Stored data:
^^^^

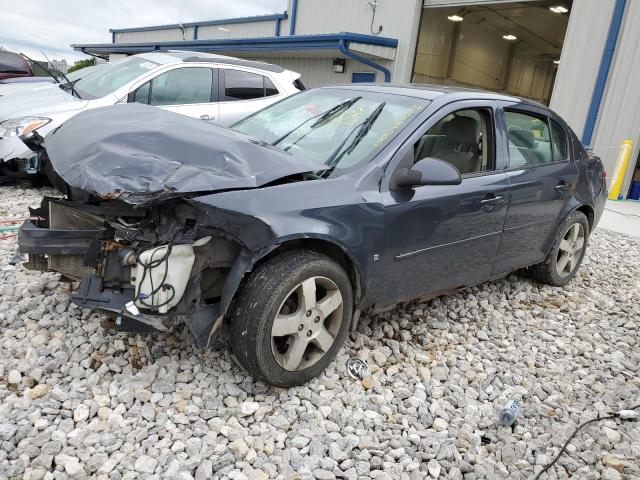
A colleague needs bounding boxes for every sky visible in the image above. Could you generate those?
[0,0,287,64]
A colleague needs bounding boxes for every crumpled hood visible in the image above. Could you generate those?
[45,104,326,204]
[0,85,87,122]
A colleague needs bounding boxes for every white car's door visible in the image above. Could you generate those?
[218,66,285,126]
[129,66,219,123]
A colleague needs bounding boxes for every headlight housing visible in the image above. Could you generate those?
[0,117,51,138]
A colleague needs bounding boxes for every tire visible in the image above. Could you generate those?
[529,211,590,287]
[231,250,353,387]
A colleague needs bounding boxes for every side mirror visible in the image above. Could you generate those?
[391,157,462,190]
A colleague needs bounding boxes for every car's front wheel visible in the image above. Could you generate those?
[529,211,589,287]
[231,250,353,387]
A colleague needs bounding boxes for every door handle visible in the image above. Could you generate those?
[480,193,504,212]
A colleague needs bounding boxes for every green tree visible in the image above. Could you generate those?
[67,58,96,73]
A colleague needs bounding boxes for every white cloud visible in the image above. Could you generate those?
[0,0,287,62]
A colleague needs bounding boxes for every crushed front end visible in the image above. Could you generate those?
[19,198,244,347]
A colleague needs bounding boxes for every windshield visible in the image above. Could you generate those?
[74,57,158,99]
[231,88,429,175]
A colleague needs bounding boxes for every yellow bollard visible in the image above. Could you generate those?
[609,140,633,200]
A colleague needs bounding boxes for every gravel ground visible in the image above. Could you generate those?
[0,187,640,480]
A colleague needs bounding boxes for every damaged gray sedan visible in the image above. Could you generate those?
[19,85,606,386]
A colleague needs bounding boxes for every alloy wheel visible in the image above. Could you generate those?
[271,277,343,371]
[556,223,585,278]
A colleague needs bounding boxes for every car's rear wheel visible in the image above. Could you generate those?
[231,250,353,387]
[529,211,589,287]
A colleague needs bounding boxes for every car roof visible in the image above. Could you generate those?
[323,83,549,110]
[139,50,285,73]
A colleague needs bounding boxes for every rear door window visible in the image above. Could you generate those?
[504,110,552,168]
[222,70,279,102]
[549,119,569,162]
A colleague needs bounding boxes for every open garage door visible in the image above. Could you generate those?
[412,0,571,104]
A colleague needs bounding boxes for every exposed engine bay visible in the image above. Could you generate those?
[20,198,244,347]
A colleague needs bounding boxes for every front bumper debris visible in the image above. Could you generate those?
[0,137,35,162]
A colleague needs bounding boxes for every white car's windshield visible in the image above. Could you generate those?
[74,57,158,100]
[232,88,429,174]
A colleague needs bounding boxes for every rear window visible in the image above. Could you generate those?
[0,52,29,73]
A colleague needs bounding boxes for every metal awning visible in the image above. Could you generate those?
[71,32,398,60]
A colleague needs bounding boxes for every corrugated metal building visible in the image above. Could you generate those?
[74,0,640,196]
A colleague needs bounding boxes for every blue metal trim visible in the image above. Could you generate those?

^^^^

Put every line of the rows above into a numbered list, skipping blank lines. Leave the pictures out.

1. A colleague needs bounding boxes for every sky visible in the image above. Could you generate those?
2. [0,0,287,64]
3. A colleague needs bounding boxes for every crumpled hood visible in the image above. Could you generate those?
4. [45,104,326,204]
5. [0,85,87,122]
6. A colleague needs bounding boxes for every white car's door visible in the image above. Could you generate those?
7. [218,66,285,126]
8. [129,66,219,123]
9. A colleague needs bounding boxes for every headlight housing visible in the image above. Could you generate those?
10. [0,117,51,138]
11. A colleague needs bounding boxes for every tire visible in the image above. Could you generate those?
12. [529,211,590,287]
13. [231,250,353,387]
14. A colleague needs bounding boxes for every side mirror visible in the image above. Could you generate those?
15. [391,157,462,190]
16. A colleague needs bounding boxes for every car's front wheel visible in the image above. Could you generate those?
17. [529,211,589,287]
18. [231,250,353,387]
19. A colleague needs bounding boxes for every door handle visible in the image above. Could you generate those?
20. [480,193,504,212]
21. A colleague needs bounding boxes for every green tree visible in the image above. Could you generate those?
22. [67,58,96,73]
23. A colleague needs bounding boxes for every white cloud visible in the image above. Could you generate those?
24. [0,0,287,62]
25. A colleague needs bounding boxes for every crushed front end visible in the image above. Could you generate those?
26. [19,198,244,347]
27. A colleague needs bounding boxes for every windshield visible in the image above. Could you generate those?
28. [74,57,158,99]
29. [231,88,429,175]
30. A colleague needs bounding boxes for every yellow bollard visible in the image above. Could you generate those?
31. [609,140,633,200]
32. A colleague needs bounding boxes for every gravel ground visible in the image above. Could you generate those?
33. [0,187,640,480]
34. A colleague needs bounding boxes for every damaged gray sedan visible in the image above. Could you generate those?
35. [19,85,606,386]
36. A colleague needs bounding boxes for every alloy wheel visible in the image above. Could you generate those?
37. [271,277,343,371]
38. [556,223,585,278]
39. A colleague needs bounding boxes for every car's rear wheel visible in the image above. Could you generate those?
40. [231,250,353,387]
41. [529,211,589,287]
42. A colleague needs bounding boxes for every car roof visible in the image above. Could you generate those?
43. [323,83,549,110]
44. [139,50,285,73]
45. A colleague needs bounding boxes for every rear door window visible in the image above. Could you generate those?
46. [504,110,552,168]
47. [222,70,279,102]
48. [549,119,569,162]
49. A colleague needs bounding boxes for every open garage door visible in the image above. Could you generate those?
50. [412,0,571,104]
51. A colleague needs bounding boxes for every exposed engine bay visible in the image above. Could you generate those?
52. [20,198,244,347]
53. A colleague needs bounding boxes for every front bumper debris visible in the image above. Could you generate those?
54. [0,137,35,162]
55. A colleague needs bounding boxes for every white car's windshield visible in the image above. Could you generate those?
56. [74,57,158,100]
57. [232,88,429,174]
58. A colleague needs bounding boxes for every rear window visible in the image above. Could you generate those?
59. [0,52,29,73]
60. A colleague needs bounding boxes for every metal awning visible in the image above. Could you generate those?
61. [71,32,398,60]
62. A colleague needs bounding boxes for every corrugated metal building visible in the image above. Could you generate those?
63. [74,0,640,196]
64. A colleague needs bounding boxes for every blue metal trim visible in the image above. Could you generate those?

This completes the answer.